- [YOUR INSTRUCTIONS]:
Gather every line in the records below that contains the string "negative" and copy each of them. Case counts.

- [RECORD EXCERPTS]:
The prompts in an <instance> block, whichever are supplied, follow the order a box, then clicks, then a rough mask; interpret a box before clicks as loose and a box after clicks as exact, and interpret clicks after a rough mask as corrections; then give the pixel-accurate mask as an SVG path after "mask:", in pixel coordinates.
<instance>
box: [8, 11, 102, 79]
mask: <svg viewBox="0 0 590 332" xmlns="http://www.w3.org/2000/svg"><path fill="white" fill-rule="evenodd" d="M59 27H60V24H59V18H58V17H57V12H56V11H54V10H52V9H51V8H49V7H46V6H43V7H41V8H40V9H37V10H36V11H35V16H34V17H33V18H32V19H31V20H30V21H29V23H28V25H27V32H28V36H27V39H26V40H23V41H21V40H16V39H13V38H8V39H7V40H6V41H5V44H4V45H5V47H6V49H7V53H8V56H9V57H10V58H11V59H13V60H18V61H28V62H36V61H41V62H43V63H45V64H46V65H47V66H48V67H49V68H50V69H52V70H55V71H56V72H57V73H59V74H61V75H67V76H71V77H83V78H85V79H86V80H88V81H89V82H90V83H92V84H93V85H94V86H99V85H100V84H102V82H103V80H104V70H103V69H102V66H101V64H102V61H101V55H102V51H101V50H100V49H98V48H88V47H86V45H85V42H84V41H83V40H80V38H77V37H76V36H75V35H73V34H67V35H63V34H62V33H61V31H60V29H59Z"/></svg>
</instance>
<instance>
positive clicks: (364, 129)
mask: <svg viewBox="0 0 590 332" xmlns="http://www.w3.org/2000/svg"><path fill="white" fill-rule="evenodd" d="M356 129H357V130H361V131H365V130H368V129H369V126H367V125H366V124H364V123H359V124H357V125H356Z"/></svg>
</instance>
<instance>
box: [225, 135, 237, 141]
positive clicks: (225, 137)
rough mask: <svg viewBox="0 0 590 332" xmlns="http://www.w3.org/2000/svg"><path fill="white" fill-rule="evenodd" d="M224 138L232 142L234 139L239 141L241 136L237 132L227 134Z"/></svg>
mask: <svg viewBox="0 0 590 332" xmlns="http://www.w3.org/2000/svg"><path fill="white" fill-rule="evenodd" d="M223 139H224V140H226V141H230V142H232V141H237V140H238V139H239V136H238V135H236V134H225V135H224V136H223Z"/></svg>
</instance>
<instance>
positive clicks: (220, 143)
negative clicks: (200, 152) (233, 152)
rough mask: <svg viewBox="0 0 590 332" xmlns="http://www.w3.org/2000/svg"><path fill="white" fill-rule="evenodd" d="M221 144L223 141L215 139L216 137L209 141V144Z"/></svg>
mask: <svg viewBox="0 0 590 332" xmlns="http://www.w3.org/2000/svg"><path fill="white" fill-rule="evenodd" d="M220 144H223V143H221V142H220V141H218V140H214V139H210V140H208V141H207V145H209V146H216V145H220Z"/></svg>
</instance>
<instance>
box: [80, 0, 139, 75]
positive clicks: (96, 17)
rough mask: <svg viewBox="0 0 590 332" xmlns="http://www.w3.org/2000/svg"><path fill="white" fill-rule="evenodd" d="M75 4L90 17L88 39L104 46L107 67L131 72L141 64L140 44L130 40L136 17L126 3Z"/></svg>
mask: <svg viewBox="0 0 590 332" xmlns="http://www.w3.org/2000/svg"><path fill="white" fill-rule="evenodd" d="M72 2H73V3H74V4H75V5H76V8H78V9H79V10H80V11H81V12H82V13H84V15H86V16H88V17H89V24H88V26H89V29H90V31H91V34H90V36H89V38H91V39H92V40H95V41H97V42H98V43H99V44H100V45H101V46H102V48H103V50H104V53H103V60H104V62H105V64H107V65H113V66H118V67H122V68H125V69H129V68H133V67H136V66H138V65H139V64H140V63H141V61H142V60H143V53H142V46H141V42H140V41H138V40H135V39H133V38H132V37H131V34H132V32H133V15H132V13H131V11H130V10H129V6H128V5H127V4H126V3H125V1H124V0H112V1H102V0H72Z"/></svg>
--
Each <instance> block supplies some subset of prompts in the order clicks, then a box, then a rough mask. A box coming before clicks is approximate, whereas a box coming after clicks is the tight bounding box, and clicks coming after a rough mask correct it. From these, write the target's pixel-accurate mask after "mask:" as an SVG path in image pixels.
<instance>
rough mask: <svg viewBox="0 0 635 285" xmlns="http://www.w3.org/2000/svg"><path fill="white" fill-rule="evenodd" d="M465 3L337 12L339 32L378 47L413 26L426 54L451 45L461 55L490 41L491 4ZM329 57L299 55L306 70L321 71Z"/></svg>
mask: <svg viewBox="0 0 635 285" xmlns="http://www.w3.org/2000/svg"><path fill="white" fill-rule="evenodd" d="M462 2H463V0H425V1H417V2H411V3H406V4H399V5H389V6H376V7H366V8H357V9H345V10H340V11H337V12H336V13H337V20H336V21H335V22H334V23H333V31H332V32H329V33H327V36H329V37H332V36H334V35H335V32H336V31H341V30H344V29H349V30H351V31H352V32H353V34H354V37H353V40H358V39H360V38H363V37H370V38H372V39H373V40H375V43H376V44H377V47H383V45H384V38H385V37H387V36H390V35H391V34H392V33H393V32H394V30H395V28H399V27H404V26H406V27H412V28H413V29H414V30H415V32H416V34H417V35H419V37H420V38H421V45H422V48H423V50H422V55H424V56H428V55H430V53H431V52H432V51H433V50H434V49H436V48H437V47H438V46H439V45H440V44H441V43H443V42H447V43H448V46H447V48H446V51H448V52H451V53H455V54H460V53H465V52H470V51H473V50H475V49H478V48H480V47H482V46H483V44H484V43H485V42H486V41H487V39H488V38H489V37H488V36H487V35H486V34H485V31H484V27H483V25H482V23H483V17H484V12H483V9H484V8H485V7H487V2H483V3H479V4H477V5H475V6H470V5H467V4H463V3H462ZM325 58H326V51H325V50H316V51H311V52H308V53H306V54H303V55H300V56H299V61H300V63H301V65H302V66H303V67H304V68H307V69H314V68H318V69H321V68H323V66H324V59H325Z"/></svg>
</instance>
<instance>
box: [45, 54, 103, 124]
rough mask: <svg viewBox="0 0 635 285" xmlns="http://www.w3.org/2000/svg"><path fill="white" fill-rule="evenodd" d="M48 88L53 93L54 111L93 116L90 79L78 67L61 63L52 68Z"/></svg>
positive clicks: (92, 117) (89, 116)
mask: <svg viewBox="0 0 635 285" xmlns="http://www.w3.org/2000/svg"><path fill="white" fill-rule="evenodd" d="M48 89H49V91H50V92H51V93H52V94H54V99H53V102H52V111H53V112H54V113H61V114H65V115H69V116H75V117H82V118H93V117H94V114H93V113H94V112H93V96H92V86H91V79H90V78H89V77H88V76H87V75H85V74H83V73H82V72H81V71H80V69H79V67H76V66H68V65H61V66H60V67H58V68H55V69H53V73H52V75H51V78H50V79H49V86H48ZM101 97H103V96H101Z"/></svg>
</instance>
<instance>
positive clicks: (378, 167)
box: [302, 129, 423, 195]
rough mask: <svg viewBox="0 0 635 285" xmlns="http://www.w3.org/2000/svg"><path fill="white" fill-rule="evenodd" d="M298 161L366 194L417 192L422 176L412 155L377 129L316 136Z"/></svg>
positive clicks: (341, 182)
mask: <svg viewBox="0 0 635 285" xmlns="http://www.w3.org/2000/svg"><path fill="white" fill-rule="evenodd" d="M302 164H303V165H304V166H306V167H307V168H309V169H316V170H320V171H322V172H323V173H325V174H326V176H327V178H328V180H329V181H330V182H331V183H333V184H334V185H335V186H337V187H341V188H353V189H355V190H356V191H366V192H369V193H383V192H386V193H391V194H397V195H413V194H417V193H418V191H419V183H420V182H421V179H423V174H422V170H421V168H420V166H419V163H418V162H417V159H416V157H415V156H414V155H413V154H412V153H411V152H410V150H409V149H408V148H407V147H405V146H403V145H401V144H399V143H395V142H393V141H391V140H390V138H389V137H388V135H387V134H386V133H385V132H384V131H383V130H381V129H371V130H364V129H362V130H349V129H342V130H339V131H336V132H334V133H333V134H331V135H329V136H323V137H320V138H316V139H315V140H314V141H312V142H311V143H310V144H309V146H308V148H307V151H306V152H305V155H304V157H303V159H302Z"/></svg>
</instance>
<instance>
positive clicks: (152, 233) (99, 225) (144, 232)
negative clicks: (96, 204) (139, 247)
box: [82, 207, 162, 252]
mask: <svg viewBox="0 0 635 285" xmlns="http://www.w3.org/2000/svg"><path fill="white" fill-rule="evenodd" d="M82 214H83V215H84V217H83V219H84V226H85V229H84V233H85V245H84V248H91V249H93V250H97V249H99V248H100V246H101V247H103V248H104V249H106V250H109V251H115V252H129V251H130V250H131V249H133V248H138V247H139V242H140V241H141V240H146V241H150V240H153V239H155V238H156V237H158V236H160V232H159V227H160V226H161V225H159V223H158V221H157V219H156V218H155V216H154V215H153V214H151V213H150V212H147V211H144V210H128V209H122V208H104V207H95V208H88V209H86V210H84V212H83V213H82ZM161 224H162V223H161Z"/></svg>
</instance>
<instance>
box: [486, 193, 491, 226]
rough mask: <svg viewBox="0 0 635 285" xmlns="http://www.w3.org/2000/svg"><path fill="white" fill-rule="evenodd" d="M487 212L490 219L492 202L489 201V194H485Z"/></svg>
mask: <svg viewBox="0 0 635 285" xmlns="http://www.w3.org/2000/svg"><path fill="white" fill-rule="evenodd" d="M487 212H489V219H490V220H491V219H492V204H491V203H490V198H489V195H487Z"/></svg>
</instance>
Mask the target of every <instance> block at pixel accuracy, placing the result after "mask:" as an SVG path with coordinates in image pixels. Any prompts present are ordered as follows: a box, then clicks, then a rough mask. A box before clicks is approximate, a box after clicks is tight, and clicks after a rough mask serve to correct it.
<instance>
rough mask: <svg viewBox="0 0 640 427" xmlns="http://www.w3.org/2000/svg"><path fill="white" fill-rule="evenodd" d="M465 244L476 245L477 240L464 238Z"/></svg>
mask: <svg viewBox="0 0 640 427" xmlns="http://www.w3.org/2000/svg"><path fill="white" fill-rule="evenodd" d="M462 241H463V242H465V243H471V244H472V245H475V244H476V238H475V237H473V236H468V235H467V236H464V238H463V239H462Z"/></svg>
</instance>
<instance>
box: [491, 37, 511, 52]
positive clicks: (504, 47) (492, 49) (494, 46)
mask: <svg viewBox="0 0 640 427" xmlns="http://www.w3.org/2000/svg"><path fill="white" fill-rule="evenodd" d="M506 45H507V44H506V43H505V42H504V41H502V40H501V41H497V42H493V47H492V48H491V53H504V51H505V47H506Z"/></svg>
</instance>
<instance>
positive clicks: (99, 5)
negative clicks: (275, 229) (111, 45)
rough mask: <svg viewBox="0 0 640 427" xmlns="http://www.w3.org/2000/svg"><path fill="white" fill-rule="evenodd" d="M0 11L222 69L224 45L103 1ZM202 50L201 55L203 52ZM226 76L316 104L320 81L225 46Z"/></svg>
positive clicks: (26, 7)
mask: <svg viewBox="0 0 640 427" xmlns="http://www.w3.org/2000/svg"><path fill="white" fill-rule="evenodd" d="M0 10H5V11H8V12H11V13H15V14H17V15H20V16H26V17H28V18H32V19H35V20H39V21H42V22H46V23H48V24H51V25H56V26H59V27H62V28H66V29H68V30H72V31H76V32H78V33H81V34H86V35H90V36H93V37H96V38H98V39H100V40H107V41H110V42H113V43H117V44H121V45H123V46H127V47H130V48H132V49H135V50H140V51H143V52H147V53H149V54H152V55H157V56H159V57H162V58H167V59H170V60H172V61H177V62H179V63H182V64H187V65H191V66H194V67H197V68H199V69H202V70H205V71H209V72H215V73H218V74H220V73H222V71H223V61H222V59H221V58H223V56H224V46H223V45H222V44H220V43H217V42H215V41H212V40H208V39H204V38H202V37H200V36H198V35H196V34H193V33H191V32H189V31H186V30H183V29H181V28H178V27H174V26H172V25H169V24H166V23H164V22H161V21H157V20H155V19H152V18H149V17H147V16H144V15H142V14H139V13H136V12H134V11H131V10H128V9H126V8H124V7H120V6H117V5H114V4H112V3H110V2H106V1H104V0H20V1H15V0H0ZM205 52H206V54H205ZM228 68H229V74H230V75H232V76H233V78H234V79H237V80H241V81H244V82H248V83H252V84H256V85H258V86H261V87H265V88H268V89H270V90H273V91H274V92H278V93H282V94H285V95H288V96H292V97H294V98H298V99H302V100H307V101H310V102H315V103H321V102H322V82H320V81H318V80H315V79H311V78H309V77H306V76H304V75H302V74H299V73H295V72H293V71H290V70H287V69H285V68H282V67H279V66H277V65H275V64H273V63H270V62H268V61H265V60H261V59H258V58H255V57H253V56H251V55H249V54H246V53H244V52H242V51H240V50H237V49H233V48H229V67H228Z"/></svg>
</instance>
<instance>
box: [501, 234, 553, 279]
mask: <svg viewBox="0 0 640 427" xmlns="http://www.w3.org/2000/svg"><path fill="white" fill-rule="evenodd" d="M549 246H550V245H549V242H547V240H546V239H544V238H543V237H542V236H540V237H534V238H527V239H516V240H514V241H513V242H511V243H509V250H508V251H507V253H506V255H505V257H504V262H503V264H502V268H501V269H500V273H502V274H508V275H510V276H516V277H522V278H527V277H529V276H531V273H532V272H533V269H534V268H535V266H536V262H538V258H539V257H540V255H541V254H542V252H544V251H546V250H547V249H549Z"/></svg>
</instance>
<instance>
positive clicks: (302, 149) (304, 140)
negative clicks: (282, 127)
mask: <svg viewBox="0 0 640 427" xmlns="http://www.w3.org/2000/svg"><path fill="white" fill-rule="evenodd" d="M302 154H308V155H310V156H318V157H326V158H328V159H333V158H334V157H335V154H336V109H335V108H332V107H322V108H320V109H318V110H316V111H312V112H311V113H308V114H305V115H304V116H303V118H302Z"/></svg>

- [TASK RESULT]:
negative clicks: (200, 152) (233, 152)
negative clicks: (96, 204) (139, 247)
negative clicks: (275, 229) (111, 45)
negative clicks: (282, 127)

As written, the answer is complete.